→ **Task brief**
Please retype the static equilibrium text word for word, beginning at the words "Problem: A uniform" and stopping after "N (Equation 1)".
-- START Passage to read --
Problem: Two children sit on a seesaw. Child A (weight 300 N) sits 2 m from the pivot. Child B (weight 200 N) sits on the other side. Where should Child B sit for the seesaw to be balanced?
For balance, the net torque about the pivot must be zero.
Clockwise torque (Child A): $\tau_A = 300 \times 2 = 600$ Nm
Anti-clockwise torque (Child B): $\tau_B = 200 \times d$
Second condition: $\Sigma \tau = 0$ → Anti-clockwise = Clockwise
$$ 200 \times d = 600 \implies d = \frac{600}{200} = \textbf{3 m} $$
Child B must sit 3 m from the pivot. Notice: the lighter child sits farther from the pivot to produce the same torque. This is a classic exam problem!
Problem: A uniform beam of weight 200 N and length 6 m is supported at both ends (point A and point B). A 600 N load hangs 2 m from end A. Find the reaction forces at A and B.
First condition: $\Sigma F_y = 0$ → $R_A + R_B – 200 – 600 = 0$ → $R_A + R_B = 800$ N (Equation 1)
Second condition: Take torques about point A (to eliminate $R_A$):
Weight of beam (200 N) acts at centre (3 m from A): Clockwise torque = 200 x 3 = 600 Nm
Load (600 N) acts at 2 m from A: Clockwise torque = 600 x 2 = 1200 Nm
$R_B$ acts at 6 m from A: Anti-clockwise torque = $R_B$ x 6
$$ R_B \times 6 = 600 + 1200 = 1800 \implies R_B = \frac{1800}{6} = \textbf{300 N} $$
From Equation 1: $R_A = 800 – 300 =$ 500 N
Reaction at A = 500 N, Reaction at B = 300 N. Notice how we used BOTH conditions together!
- Static equilibrium = object at rest AND not rotating
- First condition: $\Sigma F = 0$ (prevents linear movement)
- Second condition: $\Sigma \tau = 0$ (prevents rotation)
- Torque = F x d (force x perpendicular distance from pivot)
- Unit of torque = Nm (Newton-metre)
- For beam problems: take torques about one support to eliminate one unknown
- “Uniform beam” means weight acts at the centre of the beam
- Clockwise torques = Anti-clockwise torques (for equilibrium)
Practice Questions — Static Equilibrium
Explanation: The weight of the rule (4 N) acts at the 50 cm mark (centre). Distance from pivot = 50 – 40 = 10 cm (to the right). Clockwise torque = 4 x 10 = 40 Ncm. Let the 6 N weight be at distance d from the pivot on the LEFT side. Anti-clockwise torque = 6 x d. For balance: 6d = 40, so d = 40/6 = 6.67 cm from pivot. Position = 40 – 6.67 = 33.33 cm mark. Closest answer is approximately 26.7 cm (if measured from the other side). This type of metre rule problem is very common in exams!
Explanation: Torque = F x d = 20 N x 0.3 m = 6 Nm. Simple direct application. Remember: the unit is Nm (Newton-metre), not Joules, even though both have the same base units. Torque is specifically written as Nm.
-- END Passage to read --
-- START Stored records --
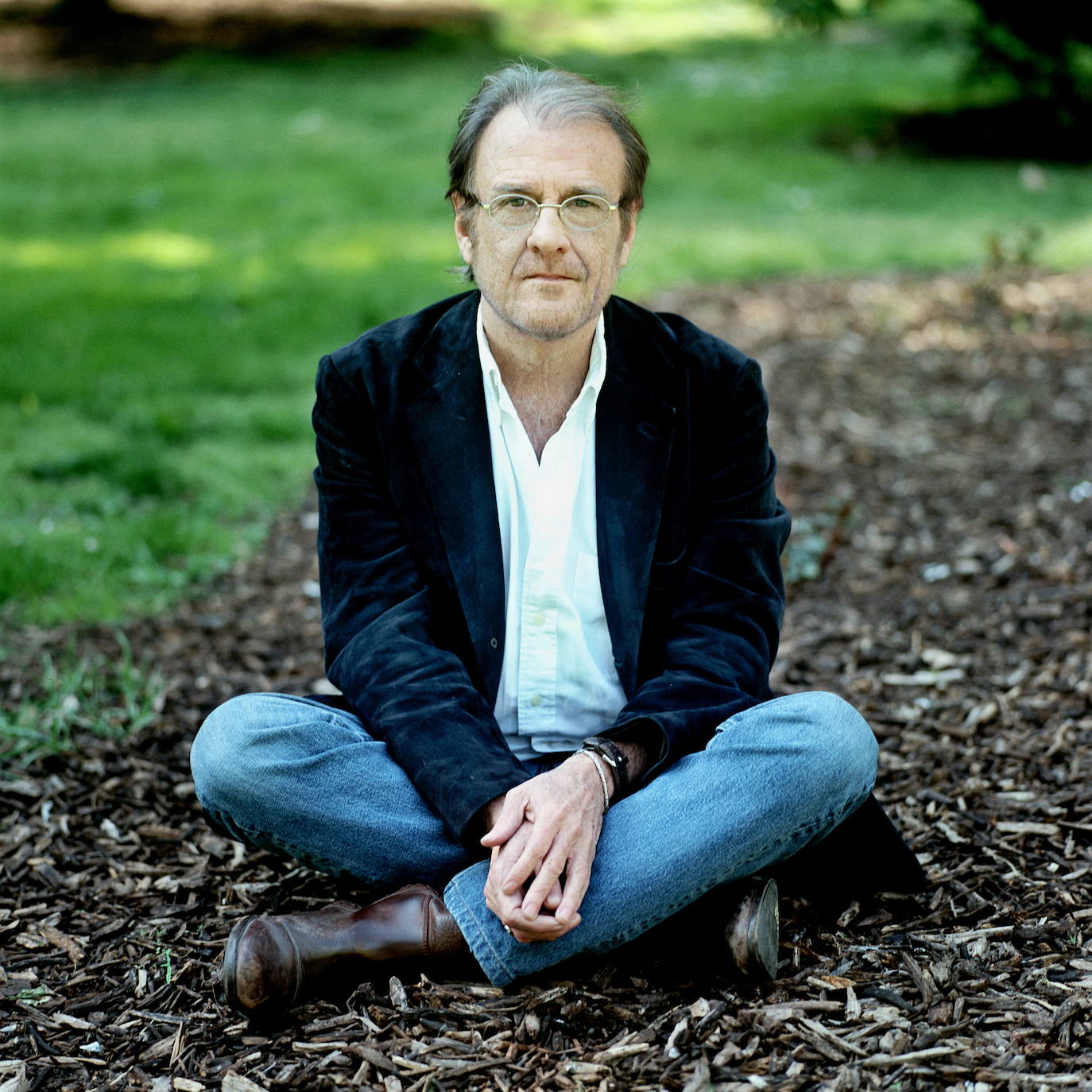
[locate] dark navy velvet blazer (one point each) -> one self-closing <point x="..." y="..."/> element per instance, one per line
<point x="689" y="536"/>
-- END Stored records --
-- START Stored records --
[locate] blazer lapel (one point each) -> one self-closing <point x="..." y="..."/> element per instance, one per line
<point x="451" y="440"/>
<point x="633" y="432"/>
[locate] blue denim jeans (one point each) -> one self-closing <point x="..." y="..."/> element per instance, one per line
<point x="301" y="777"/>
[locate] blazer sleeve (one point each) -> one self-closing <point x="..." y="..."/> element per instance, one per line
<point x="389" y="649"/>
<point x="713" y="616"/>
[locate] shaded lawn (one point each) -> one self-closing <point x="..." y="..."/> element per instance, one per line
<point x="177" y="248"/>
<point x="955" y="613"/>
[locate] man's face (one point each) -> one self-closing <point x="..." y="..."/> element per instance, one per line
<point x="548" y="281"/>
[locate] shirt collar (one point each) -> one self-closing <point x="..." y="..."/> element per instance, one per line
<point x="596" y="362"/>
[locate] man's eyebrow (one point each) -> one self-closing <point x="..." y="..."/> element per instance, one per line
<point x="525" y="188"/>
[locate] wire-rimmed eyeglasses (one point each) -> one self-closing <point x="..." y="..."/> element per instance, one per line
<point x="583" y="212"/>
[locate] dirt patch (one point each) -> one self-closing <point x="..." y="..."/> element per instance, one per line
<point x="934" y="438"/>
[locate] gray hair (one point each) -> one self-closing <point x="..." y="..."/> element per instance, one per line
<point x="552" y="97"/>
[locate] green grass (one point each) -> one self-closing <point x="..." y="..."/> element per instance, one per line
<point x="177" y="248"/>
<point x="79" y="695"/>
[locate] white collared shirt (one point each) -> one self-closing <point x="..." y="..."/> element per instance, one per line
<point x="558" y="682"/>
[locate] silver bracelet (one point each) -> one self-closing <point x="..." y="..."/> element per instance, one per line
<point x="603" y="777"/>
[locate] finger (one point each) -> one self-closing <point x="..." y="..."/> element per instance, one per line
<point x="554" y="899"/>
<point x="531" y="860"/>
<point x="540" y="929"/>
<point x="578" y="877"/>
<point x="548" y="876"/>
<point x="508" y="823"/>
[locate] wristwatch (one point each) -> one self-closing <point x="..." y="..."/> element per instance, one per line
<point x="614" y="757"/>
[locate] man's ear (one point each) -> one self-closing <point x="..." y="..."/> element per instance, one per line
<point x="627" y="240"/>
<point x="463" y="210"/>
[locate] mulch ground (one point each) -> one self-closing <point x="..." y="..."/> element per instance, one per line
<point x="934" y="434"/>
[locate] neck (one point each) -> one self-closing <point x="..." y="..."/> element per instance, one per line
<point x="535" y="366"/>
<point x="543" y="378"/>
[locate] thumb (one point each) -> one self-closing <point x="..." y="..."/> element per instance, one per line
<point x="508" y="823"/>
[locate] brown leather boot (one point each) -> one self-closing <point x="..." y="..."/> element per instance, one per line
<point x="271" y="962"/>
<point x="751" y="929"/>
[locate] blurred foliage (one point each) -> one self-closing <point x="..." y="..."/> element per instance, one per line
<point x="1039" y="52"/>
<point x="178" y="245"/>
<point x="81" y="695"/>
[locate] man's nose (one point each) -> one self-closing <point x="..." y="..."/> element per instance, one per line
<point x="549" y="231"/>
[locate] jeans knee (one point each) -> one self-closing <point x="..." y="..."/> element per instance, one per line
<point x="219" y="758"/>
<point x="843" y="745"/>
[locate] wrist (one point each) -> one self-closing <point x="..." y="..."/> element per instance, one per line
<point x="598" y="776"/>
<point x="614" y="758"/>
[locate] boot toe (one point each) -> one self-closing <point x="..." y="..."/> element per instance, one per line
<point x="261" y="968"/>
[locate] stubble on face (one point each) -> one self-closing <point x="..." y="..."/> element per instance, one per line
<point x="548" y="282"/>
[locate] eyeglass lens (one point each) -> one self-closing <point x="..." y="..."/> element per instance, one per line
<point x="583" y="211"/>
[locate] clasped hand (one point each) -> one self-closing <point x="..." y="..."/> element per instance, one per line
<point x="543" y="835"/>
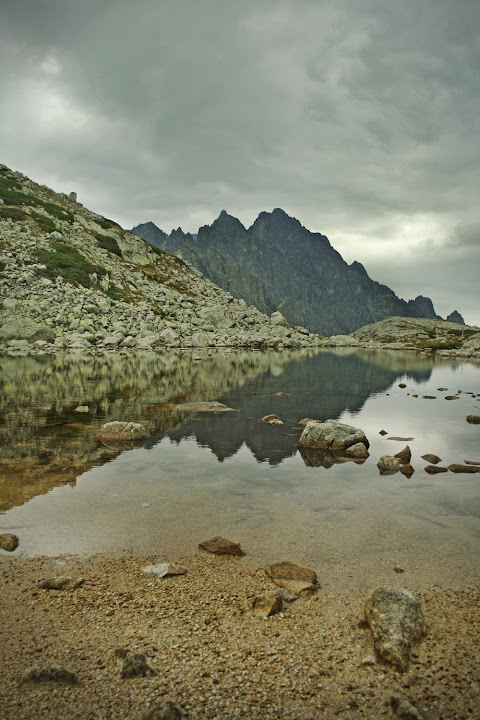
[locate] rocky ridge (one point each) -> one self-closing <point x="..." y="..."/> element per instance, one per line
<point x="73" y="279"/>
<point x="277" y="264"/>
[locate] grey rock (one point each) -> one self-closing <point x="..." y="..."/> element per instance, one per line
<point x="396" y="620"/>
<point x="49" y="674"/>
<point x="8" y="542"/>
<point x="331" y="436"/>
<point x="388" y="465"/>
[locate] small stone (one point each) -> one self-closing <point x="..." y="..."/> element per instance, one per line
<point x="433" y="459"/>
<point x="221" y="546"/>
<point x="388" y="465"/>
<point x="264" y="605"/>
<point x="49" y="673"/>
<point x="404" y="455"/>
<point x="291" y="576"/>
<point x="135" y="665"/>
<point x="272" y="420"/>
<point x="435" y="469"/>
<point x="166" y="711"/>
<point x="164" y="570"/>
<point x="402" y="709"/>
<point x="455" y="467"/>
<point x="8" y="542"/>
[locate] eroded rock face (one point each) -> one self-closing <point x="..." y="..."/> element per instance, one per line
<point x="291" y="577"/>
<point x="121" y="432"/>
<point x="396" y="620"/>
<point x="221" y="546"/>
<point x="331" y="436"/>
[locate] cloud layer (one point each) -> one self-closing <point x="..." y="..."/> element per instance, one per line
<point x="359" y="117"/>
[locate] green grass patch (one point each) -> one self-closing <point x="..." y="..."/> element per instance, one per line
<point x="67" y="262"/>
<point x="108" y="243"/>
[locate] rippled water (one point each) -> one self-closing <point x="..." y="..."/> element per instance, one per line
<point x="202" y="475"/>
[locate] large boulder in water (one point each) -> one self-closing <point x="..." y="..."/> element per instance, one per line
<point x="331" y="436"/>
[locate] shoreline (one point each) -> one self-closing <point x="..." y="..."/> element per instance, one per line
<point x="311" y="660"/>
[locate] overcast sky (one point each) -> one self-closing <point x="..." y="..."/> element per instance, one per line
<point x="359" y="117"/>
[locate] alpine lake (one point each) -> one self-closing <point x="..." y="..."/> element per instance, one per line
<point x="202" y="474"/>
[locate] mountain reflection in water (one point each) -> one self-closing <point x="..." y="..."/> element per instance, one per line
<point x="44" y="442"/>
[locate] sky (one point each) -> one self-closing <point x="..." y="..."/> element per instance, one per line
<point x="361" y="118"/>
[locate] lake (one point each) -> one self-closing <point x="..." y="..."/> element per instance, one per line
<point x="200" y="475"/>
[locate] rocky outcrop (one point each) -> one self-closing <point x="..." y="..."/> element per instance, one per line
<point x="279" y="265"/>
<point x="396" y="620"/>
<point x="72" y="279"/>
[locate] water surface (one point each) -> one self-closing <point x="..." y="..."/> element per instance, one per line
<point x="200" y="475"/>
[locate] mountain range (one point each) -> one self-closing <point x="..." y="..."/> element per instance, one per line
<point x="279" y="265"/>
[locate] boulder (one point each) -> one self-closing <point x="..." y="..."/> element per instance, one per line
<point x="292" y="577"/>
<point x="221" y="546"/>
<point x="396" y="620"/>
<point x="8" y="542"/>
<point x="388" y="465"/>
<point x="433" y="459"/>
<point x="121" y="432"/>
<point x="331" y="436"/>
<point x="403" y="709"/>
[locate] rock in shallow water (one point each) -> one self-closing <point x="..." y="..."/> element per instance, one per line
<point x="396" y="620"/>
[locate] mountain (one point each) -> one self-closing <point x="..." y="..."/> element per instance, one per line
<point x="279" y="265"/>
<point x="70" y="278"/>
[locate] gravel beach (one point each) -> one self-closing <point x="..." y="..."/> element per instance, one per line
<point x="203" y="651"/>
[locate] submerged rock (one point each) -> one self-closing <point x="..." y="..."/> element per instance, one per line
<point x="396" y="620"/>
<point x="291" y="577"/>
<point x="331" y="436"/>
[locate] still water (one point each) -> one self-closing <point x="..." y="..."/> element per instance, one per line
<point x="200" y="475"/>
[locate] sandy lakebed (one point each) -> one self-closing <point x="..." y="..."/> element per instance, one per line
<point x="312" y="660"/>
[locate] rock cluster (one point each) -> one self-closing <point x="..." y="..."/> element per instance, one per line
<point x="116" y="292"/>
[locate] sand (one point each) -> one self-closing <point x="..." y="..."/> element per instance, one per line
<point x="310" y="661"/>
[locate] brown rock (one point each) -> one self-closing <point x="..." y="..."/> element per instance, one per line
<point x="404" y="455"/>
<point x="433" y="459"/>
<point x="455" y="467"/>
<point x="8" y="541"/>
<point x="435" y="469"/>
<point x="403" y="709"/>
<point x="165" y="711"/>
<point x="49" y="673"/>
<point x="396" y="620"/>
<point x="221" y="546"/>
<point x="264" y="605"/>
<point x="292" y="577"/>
-- END Stored records --
→ **Output below**
Problem: A uniform beam of weight 200 N and length 6 m is supported at both ends (point A and point B). A 600 N load hangs 2 m from end A. Find the reaction forces at A and B.
First condition: $\Sigma F_y = 0$ → $R_A + R_B – 200 – 600 = 0$ → $R_A + R_B = 800$ N (Equation 1)